> [Extrait du texte]
※
J’entends régulièrement des personnes raconter qu’elles se sont aperçues que leurs amis étaient partis en vacances sans elles, ou s’inquiéter de perdre contact avec leurs potes en changeant d’établissement à la rentrée.
Je comprends cette peur ; si vous la partagez, elle est tout à fait légitime.
Perdre les personnes qui nous sont chères est une inquiétude très répandue — et c’est un euphémisme. Mais après seulement 19 années de vie, je me rends compte que c’est inévitable, et même plutôt sain.
Gérer pléthore d’amis et amies est compliqué. J’imagine que c’est possible ; personnellement, j’ai du mal à être en lien avec beaucoup de personnes en même temps sans perdre en qualité de relation.
Au fil du temps, j’ai perdu beaucoup d’ami·es… Mais cela me satisfait pleinement.
Alors, si vous vous inquiétez de l’état de vos lien, ou si vous avez peur de ne jamais réussir à renouer avec une personne en particulier, peu importe la raison, voici mon expérience et comment j’ai appris à bien perdre mes amis.
Un nouveau départ peut rimer avec la perte d’une amitié
Les différents changements d’établissements scolaires et/ou de ville d’études m’ont permis de faire un tri nécessaire dans mes relations.
Entre sauts de classe, redoublements, internat, départ à l’université, ou début de ma vie professionnelle, j’ai vécu un bon nombre de fois des périodes de changement, déstabilisantes et durant lesquelles j’ai été inquiète que certaines personnes qui comptaient fort pour moi disparaissent de ma vie.
Je ne vais pas vous mentir : c’est arrivé. Pas toujours, parfois les liens ont dépassé le temps et la distance — je vous en parle plus bas — mais la plupart du temps, ça a été le cas.
Évoluer dans des sphères différentes, avec des préoccupations qui varient, un emploi du temps chargé et de nouvelles connaissances peut distendre les liens les plus solides.
L’avantage, lorsqu’il s’agit de gros changements de situation de mon côté ou de celui d’un·e ami·e, c’est que je m’y attends.
Je peux me préparer à cette éventualité, et me faire à l’idée que, oui, éventuellement, cela peut mettre un terme à une ou plusieurs relations.
Cette anticipation m’offre le luxe de dédramatiser avant même que cela arrive. Et même si parfois je suis triste, je suis dans ces cas-là prête à accueillir cette tristesse, à l’exprimer si j’en ai besoin, puis, avec le temps, à passer à autre chose.
D’un autre côté, ces moments sont une occasion idéale pour perdre mes ami·es. Parfois, les relations s’essoufflent. Parfois, je n’ai plus envie de voir quelqu’un sans savoir comment le lui dire. Parfois, je n’ai pas réussi à rompre correctement avec un·e pote.
Or, la personne en question comprendra probablement autant que je comprends moi un éloignement, un délitement de notre relation, jusqu’à ce qu’elle se transforme en souvenir.
Sans pour autant ghoster quelqu’un, lui faire comprendre gentiment que nos chemins divergent, que je n’ai plus le temps de le ou la voir pourra permettre une rupture toute en douceur.
※
> [Enregistrements fournis]

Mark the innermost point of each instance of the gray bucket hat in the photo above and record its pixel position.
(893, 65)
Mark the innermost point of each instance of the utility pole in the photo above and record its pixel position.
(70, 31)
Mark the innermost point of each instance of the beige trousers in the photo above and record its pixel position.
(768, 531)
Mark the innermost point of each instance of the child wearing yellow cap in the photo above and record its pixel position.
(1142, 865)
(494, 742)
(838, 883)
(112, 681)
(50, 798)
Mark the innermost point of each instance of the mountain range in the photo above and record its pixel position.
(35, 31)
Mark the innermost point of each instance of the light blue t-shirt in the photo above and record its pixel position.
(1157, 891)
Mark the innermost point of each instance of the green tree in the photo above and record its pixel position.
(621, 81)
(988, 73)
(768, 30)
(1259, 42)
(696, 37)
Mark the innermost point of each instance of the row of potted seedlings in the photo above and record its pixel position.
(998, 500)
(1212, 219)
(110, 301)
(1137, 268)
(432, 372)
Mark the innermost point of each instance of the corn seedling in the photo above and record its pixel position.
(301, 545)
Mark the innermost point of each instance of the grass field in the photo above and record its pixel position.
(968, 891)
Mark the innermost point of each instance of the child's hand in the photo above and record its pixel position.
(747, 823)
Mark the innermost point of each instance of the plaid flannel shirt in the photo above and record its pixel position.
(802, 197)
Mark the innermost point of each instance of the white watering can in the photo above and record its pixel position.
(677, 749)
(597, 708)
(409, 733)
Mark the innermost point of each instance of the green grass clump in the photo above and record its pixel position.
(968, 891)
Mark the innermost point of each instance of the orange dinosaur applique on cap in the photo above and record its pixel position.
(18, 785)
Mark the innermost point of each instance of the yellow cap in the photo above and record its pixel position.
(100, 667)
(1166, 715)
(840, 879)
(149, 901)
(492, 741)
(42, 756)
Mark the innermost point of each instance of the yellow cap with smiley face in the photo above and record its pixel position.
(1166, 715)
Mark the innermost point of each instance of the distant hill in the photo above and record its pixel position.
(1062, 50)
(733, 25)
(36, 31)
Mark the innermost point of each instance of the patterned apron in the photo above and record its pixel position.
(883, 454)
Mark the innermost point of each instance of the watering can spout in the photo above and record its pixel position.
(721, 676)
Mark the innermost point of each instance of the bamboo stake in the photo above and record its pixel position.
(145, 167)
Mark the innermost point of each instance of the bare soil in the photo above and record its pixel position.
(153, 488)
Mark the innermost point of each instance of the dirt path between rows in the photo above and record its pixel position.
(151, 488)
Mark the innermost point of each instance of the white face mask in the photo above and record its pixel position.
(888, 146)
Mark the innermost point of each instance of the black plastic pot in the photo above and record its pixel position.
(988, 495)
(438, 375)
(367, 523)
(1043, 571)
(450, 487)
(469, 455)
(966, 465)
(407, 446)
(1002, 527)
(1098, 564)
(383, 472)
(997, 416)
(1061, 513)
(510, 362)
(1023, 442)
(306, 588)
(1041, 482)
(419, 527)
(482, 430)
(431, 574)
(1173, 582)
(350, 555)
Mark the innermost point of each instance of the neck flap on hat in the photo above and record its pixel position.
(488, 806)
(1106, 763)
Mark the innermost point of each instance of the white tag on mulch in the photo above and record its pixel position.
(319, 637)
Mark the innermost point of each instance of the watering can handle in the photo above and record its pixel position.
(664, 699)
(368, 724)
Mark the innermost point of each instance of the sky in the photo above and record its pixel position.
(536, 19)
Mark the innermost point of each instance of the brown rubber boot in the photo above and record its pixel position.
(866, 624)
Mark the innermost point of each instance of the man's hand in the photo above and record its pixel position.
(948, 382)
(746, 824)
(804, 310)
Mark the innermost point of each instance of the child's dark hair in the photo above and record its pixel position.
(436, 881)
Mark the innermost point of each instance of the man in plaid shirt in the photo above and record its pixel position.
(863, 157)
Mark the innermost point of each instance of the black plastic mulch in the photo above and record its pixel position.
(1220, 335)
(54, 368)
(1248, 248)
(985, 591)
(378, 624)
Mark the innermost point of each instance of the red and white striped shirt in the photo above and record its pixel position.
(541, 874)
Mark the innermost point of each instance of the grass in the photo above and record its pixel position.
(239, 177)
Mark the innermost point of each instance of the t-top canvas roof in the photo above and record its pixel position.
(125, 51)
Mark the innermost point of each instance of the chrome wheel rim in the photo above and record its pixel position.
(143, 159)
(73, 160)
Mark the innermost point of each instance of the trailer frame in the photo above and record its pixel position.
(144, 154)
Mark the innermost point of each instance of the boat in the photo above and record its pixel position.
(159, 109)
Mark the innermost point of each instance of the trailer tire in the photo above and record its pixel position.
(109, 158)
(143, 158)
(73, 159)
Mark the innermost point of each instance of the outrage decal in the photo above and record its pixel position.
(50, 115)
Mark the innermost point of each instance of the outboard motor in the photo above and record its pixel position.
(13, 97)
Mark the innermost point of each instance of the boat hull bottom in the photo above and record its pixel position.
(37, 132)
※
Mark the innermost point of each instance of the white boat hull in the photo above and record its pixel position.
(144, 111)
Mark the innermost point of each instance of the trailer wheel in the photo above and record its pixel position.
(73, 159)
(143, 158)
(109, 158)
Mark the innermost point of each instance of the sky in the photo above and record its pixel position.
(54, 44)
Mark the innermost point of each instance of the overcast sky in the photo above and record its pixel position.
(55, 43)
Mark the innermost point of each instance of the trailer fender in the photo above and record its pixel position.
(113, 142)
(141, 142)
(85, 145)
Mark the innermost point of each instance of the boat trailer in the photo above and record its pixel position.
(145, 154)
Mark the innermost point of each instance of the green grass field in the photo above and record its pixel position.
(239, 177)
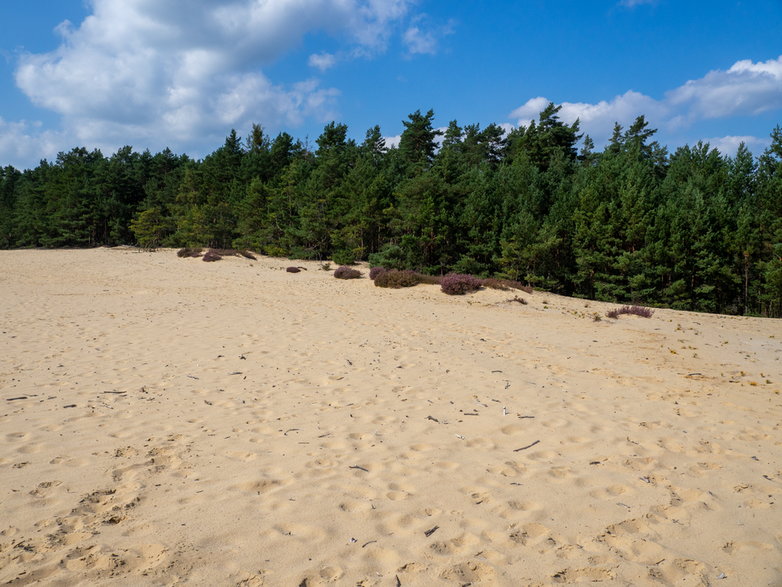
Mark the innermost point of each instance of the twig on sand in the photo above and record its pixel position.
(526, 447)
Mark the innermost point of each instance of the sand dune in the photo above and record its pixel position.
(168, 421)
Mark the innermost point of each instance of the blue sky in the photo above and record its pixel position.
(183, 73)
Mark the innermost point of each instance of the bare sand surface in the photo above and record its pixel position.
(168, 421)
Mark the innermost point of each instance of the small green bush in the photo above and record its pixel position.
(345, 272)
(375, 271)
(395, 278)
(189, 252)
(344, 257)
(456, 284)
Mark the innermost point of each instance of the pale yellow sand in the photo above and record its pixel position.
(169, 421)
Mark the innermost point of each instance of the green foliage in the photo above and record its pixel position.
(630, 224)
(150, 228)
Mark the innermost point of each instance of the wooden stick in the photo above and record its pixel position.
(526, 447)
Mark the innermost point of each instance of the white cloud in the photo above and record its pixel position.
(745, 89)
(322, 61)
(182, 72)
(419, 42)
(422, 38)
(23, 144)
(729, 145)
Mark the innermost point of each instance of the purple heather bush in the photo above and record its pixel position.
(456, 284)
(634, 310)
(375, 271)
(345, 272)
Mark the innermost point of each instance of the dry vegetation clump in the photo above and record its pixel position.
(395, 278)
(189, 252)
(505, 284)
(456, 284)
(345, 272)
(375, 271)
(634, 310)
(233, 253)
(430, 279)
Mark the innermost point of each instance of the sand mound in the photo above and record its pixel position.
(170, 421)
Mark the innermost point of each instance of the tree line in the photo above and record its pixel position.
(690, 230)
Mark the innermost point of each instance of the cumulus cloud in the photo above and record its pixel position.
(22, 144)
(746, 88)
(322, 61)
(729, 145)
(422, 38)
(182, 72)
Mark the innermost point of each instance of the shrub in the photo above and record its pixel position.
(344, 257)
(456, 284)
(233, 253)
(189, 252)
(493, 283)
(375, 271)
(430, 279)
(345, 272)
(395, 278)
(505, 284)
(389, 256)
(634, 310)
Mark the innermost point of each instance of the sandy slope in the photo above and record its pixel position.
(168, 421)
※
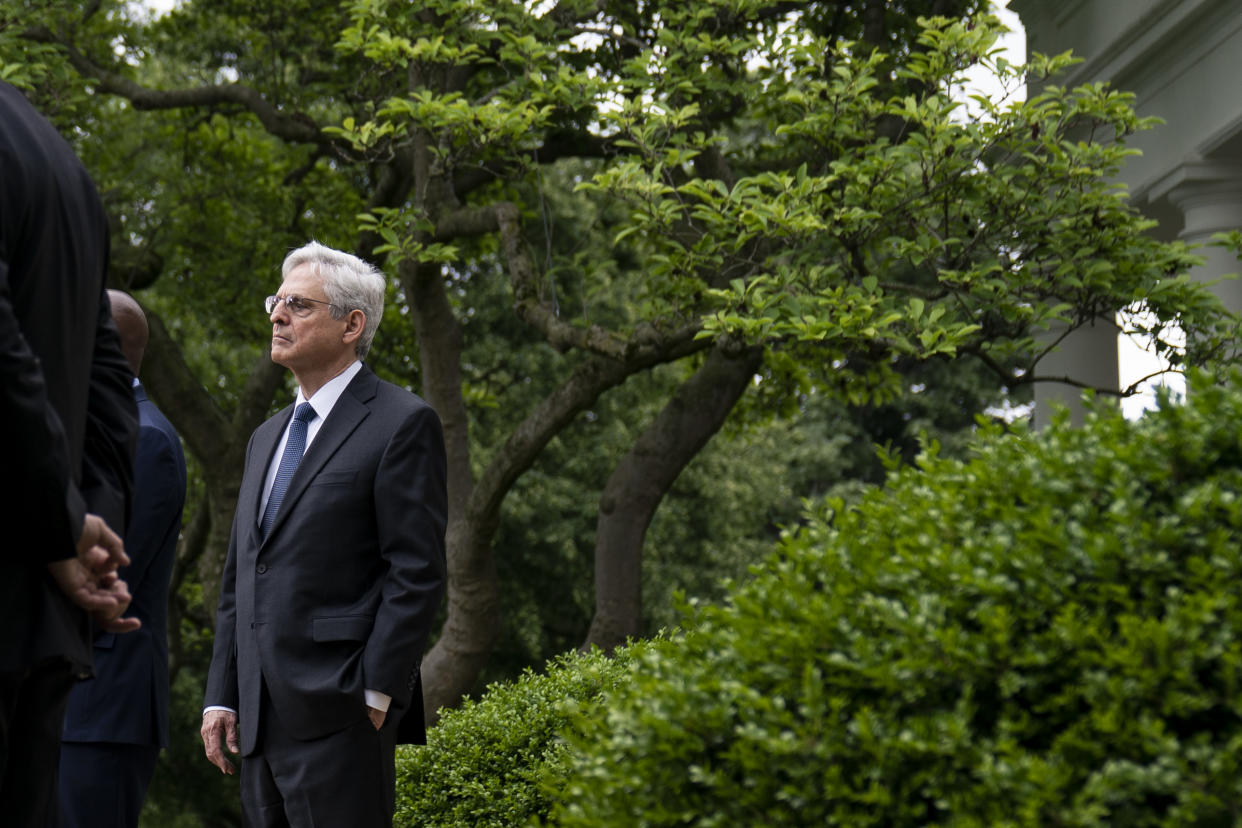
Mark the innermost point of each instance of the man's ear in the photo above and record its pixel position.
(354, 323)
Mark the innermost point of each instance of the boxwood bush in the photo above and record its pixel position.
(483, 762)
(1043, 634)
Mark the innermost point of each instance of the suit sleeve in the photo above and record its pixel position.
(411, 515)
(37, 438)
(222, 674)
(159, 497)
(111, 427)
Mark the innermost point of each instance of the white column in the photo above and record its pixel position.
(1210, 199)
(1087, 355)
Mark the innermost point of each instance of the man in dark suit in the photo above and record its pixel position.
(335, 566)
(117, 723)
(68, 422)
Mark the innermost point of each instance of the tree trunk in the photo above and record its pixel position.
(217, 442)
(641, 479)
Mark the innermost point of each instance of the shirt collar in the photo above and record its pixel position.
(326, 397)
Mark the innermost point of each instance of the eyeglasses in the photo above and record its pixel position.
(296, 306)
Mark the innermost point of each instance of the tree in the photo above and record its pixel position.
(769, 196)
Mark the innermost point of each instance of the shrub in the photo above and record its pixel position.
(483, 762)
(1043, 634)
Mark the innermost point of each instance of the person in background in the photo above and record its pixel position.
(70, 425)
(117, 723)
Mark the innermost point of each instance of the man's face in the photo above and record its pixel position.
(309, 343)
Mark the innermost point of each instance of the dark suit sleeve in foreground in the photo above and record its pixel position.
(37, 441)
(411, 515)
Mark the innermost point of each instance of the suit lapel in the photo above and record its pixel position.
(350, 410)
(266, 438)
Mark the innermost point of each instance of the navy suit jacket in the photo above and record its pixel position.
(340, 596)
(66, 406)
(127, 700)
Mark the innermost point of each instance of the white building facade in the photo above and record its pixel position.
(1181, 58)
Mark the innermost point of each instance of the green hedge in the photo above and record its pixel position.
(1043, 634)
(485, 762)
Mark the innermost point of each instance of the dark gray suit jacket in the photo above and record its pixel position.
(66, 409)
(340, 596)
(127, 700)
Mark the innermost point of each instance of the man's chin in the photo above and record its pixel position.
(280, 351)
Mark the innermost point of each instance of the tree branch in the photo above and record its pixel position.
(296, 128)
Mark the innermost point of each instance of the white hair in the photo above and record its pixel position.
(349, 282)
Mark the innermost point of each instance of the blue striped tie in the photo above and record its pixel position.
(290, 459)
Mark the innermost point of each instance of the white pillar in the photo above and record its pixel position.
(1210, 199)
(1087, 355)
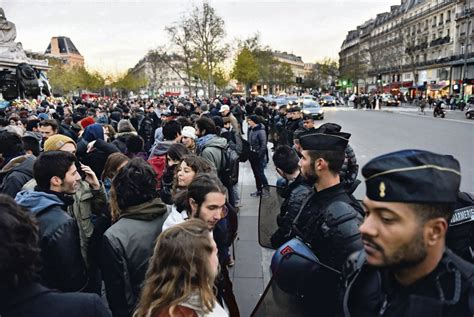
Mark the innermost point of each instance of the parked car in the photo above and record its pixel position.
※
Recopiez fidèlement le passage du texte sur la perte des amitiés compris entre « L’avantage, lorsqu’il s’agit » et « ou plusieurs relations. », ces deux bornes incluses. Les enregistrements ne jouent ici aucun rôle.

> [Réponse rédigée]
L’avantage, lorsqu’il s’agit de gros changements de situation de mon côté ou de celui d’un·e ami·e, c’est que je m’y attends.
Je peux me préparer à cette éventualité, et me faire à l’idée que, oui, éventuellement, cela peut mettre un terme à une ou plusieurs relations.